◆ **Exercise description**:
The output should be limited to the line holding "Give bounding boxes for car in this image." and the lines after it through the end of the entries, each restated exactly.

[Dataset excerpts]

****************

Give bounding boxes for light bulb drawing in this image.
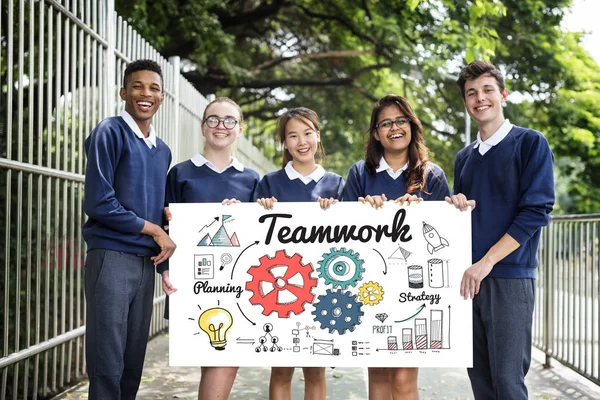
[198,307,233,351]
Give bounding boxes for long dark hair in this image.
[364,94,431,194]
[277,107,326,168]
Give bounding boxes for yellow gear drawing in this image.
[358,281,384,306]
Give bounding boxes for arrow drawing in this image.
[236,303,256,325]
[198,216,219,233]
[448,305,451,347]
[236,338,255,345]
[394,304,426,323]
[373,249,387,275]
[230,241,259,279]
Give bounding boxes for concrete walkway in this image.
[54,333,600,399]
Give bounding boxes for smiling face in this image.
[201,101,242,151]
[463,74,508,129]
[283,117,320,166]
[373,104,412,156]
[119,70,163,131]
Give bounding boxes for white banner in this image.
[168,202,472,367]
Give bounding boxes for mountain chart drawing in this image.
[197,215,240,247]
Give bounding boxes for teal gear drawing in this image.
[317,247,365,289]
[311,289,364,335]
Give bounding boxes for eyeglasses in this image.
[376,117,411,131]
[204,115,238,130]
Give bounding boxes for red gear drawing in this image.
[246,250,317,318]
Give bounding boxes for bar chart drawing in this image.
[394,308,451,351]
[388,336,398,350]
[402,328,413,350]
[430,310,443,349]
[415,318,428,349]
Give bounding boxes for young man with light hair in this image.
[447,60,555,399]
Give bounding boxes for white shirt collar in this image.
[474,119,513,155]
[284,161,325,184]
[190,152,244,173]
[120,110,156,148]
[376,157,408,180]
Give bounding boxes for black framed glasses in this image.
[204,115,238,130]
[376,117,411,131]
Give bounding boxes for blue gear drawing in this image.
[317,247,365,289]
[311,289,364,335]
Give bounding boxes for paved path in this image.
[54,333,600,399]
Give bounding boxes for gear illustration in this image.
[358,281,384,306]
[246,250,317,318]
[317,247,365,289]
[311,289,364,335]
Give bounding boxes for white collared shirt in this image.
[376,157,408,180]
[474,119,513,155]
[120,110,157,149]
[284,161,325,185]
[190,152,244,173]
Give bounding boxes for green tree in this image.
[116,0,599,213]
[510,32,600,213]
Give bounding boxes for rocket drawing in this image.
[422,222,449,254]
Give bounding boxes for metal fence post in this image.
[543,225,552,368]
[105,0,115,118]
[169,56,181,163]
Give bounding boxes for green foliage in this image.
[515,32,600,213]
[115,0,599,212]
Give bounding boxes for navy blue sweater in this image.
[453,125,555,278]
[255,169,344,202]
[83,116,171,256]
[165,161,260,203]
[342,160,450,201]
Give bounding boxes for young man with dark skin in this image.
[83,59,176,399]
[446,60,555,399]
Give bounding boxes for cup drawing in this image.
[407,265,423,288]
[428,258,444,288]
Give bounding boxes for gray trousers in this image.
[468,277,535,400]
[84,249,155,400]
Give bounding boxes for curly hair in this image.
[364,94,431,194]
[122,59,163,89]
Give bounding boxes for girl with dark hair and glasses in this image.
[342,94,450,400]
[255,107,344,400]
[159,97,260,400]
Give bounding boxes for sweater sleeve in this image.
[156,166,178,274]
[249,170,261,202]
[157,161,180,275]
[506,132,555,245]
[452,150,467,196]
[341,163,364,201]
[335,176,345,200]
[165,166,180,204]
[83,125,146,233]
[426,165,451,201]
[254,175,272,200]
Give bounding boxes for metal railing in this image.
[533,214,600,386]
[0,1,275,399]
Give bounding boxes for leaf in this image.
[466,48,475,63]
[407,0,421,11]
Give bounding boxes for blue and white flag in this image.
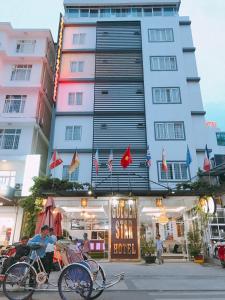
[186,145,192,167]
[146,145,152,167]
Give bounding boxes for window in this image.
[153,8,162,16]
[16,40,36,53]
[73,33,86,45]
[152,88,181,104]
[90,9,98,17]
[68,92,83,105]
[0,129,21,149]
[11,65,32,81]
[62,165,79,181]
[66,8,79,17]
[149,28,174,42]
[150,56,177,71]
[155,122,185,140]
[0,171,16,187]
[70,61,84,72]
[158,162,189,181]
[100,9,111,17]
[144,8,152,16]
[131,8,142,17]
[164,7,176,16]
[80,9,89,17]
[65,126,82,140]
[3,95,26,113]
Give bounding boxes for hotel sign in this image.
[111,199,138,259]
[216,132,225,146]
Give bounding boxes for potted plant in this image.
[187,228,204,264]
[141,239,156,264]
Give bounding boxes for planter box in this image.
[144,255,156,264]
[194,255,204,264]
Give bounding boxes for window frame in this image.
[152,87,181,104]
[157,161,190,182]
[70,61,84,73]
[11,65,32,81]
[62,165,79,182]
[148,28,174,43]
[68,92,83,105]
[65,126,82,141]
[72,33,86,45]
[150,56,177,71]
[16,40,36,54]
[154,121,185,140]
[3,95,26,113]
[0,129,21,150]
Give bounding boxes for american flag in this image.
[146,146,152,167]
[107,150,113,172]
[94,149,99,175]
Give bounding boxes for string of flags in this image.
[49,144,211,174]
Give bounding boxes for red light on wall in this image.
[206,121,217,128]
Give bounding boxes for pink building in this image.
[0,23,55,244]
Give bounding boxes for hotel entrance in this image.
[53,196,197,261]
[139,196,197,259]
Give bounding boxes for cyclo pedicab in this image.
[2,240,124,300]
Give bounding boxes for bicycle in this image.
[3,241,124,300]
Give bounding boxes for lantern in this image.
[81,198,88,209]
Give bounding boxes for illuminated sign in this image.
[111,199,138,259]
[206,121,217,128]
[53,14,64,102]
[216,132,225,146]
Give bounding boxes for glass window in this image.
[100,9,110,17]
[16,40,36,54]
[121,8,131,17]
[159,162,189,181]
[80,9,89,17]
[3,95,26,113]
[11,65,32,81]
[70,61,84,72]
[73,33,86,45]
[0,129,21,150]
[150,56,177,71]
[164,7,176,16]
[149,29,174,42]
[0,171,16,188]
[155,122,185,140]
[65,126,82,140]
[152,88,181,104]
[62,165,79,181]
[68,93,75,105]
[90,9,98,17]
[132,8,142,17]
[144,8,152,16]
[76,92,83,105]
[153,8,162,16]
[67,8,79,17]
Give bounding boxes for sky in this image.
[0,0,224,130]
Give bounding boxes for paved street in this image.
[0,261,225,300]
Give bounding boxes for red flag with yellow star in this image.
[120,146,133,168]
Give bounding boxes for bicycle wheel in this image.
[3,262,37,300]
[89,264,105,300]
[58,263,93,300]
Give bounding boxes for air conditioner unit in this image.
[15,183,22,190]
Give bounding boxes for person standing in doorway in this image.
[82,233,90,259]
[156,234,164,265]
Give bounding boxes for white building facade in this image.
[0,23,55,244]
[51,0,225,260]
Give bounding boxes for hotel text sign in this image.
[111,199,138,259]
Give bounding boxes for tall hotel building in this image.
[0,23,55,244]
[51,0,225,259]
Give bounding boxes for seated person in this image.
[1,236,30,274]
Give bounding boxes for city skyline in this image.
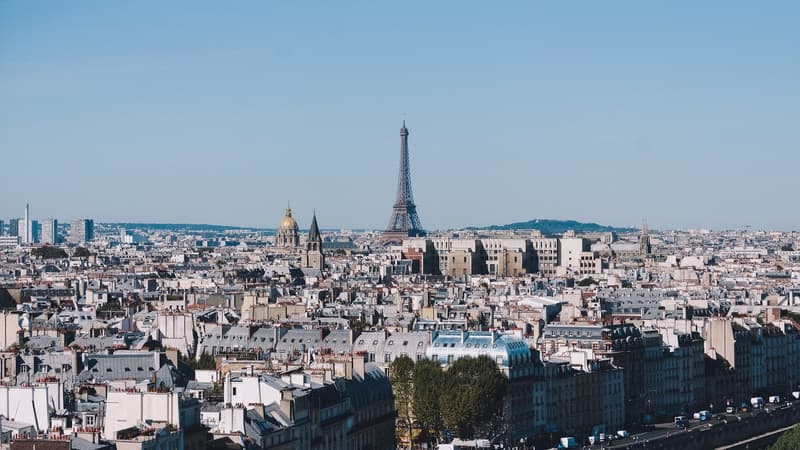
[2,2,799,230]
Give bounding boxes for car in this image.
[726,406,735,414]
[676,419,688,429]
[714,413,726,420]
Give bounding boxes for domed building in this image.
[276,206,299,248]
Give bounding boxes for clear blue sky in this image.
[2,1,798,231]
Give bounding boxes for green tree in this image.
[389,355,415,448]
[192,353,217,370]
[439,356,507,439]
[412,358,444,444]
[31,246,68,259]
[184,352,217,370]
[73,247,91,258]
[772,425,800,450]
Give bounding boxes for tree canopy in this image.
[31,246,68,259]
[772,425,800,450]
[389,355,415,447]
[73,247,91,258]
[412,358,444,442]
[439,356,507,439]
[189,353,217,370]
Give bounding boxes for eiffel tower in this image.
[382,121,426,243]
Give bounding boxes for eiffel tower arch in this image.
[382,121,426,244]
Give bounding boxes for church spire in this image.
[640,218,652,256]
[309,211,321,242]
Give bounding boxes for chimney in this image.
[353,353,366,380]
[164,348,179,367]
[279,389,295,421]
[344,359,354,380]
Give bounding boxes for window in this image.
[417,341,424,347]
[387,340,394,346]
[402,341,408,346]
[232,387,237,396]
[85,415,95,426]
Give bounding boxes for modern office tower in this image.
[19,204,31,244]
[69,219,94,244]
[8,219,19,237]
[0,220,4,236]
[31,220,40,244]
[40,219,58,244]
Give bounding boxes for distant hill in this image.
[469,219,637,235]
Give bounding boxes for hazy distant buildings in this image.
[18,220,28,244]
[0,236,18,248]
[69,219,94,244]
[31,220,40,244]
[7,219,19,237]
[18,204,31,244]
[40,219,58,245]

****************

◆ **Exercise result**:
Give bounding boxes for car in this image.
[726,406,735,414]
[676,419,688,429]
[714,413,726,420]
Give bounding boxes for domed building in this image.
[276,206,299,248]
Give bounding boxes for clear blue sky in this image.
[2,1,798,231]
Give bounding boxes for green tree in this image.
[389,355,415,448]
[192,353,217,370]
[439,356,507,439]
[412,358,444,444]
[31,246,68,259]
[184,352,217,370]
[73,247,91,258]
[772,425,800,450]
Give bounding boxes for tree canopy in this image.
[31,246,68,259]
[772,425,800,450]
[389,355,415,447]
[73,247,91,258]
[412,358,444,442]
[439,356,507,439]
[189,353,217,370]
Give bounding boxes for eiffel tower in this image.
[382,121,426,243]
Give bounding boxes for eiffel tower arch in this image.
[382,121,426,244]
Give bounding boxes for church spire in this image.
[640,218,652,256]
[309,211,321,242]
Give bounding boxes for chimney in this image.
[353,353,366,380]
[164,348,179,367]
[279,389,295,421]
[344,359,354,380]
Give bounding boxes for window in this image.
[417,341,424,347]
[387,340,394,346]
[402,341,408,346]
[232,387,237,396]
[85,415,95,426]
Give bounding boxes for modern office tower in this image.
[19,204,31,244]
[69,219,94,244]
[8,219,19,237]
[0,220,4,236]
[31,220,40,244]
[40,219,58,244]
Give bounding boxes for distant hill in this image.
[469,219,637,235]
Give bounding boxes for hazy distant buildings in this image.
[18,220,28,244]
[0,236,18,248]
[69,219,94,244]
[31,220,40,244]
[7,219,19,237]
[18,204,31,244]
[40,219,58,245]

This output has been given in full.